> Task details: Repeat verbatim every line of the material, beginning at the line that holds "Give the mask of every instance of the tree" and ending at its last line.

> Provided data:
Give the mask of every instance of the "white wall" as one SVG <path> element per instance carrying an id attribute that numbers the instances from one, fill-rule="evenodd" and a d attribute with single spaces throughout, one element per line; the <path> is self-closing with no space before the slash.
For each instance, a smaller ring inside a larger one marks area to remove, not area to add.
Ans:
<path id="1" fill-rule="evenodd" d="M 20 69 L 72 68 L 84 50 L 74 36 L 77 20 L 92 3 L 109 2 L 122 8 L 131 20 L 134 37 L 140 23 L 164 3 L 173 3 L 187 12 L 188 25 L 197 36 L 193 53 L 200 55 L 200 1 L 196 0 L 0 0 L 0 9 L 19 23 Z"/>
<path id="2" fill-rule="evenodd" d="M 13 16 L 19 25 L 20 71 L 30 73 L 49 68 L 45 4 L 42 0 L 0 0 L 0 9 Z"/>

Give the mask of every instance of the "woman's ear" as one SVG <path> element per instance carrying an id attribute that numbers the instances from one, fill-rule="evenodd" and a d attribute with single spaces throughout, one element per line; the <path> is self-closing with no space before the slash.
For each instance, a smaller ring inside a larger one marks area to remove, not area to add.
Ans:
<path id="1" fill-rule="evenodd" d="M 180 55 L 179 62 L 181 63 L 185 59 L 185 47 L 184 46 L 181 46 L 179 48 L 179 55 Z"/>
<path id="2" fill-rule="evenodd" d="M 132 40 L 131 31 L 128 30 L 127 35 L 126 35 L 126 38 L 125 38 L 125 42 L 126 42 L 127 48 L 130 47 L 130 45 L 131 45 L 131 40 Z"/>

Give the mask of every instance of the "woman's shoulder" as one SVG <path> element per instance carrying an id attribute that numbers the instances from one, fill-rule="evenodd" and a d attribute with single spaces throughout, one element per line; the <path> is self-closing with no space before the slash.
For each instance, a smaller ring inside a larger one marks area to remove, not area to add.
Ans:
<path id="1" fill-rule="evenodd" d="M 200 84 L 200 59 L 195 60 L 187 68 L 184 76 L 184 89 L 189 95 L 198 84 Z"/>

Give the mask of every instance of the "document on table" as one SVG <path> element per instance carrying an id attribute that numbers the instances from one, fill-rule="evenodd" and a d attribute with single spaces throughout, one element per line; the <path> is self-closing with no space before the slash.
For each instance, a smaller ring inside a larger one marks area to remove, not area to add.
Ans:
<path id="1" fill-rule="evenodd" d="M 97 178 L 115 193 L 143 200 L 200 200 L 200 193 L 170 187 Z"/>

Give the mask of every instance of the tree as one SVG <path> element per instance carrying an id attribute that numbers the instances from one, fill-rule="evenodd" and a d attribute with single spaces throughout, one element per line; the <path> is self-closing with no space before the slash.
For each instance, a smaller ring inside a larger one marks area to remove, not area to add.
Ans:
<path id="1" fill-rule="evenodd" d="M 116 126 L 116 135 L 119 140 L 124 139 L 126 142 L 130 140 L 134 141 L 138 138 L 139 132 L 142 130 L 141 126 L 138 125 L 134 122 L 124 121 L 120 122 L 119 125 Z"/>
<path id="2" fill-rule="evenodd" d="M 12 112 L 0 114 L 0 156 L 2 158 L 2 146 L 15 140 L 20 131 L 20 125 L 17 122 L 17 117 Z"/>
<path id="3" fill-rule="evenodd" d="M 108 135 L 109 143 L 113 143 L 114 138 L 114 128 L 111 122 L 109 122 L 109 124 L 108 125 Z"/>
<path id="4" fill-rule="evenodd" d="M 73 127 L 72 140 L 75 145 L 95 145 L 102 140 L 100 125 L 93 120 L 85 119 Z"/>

> Response to this task:
Give the mask of every instance of the tree as one SVG <path> element per instance carrying an id attribute that numbers the instances from one, fill-rule="evenodd" and a d attribute with single spaces throughout, one element per line; the <path> is self-closing with no space before the slash.
For each instance, a smaller ring inside a larger one marks area to remove, not area to add.
Ans:
<path id="1" fill-rule="evenodd" d="M 116 126 L 116 135 L 119 140 L 124 139 L 126 142 L 130 140 L 134 141 L 138 138 L 139 132 L 142 130 L 141 126 L 138 125 L 134 122 L 124 121 L 120 122 L 119 125 Z"/>
<path id="2" fill-rule="evenodd" d="M 12 112 L 0 114 L 0 156 L 2 158 L 2 146 L 15 140 L 20 131 L 20 125 L 17 122 L 17 117 Z"/>
<path id="3" fill-rule="evenodd" d="M 108 135 L 109 143 L 113 143 L 114 138 L 114 128 L 111 122 L 109 122 L 109 124 L 108 125 Z"/>
<path id="4" fill-rule="evenodd" d="M 73 127 L 72 140 L 75 145 L 95 145 L 102 140 L 100 125 L 93 120 L 85 119 Z"/>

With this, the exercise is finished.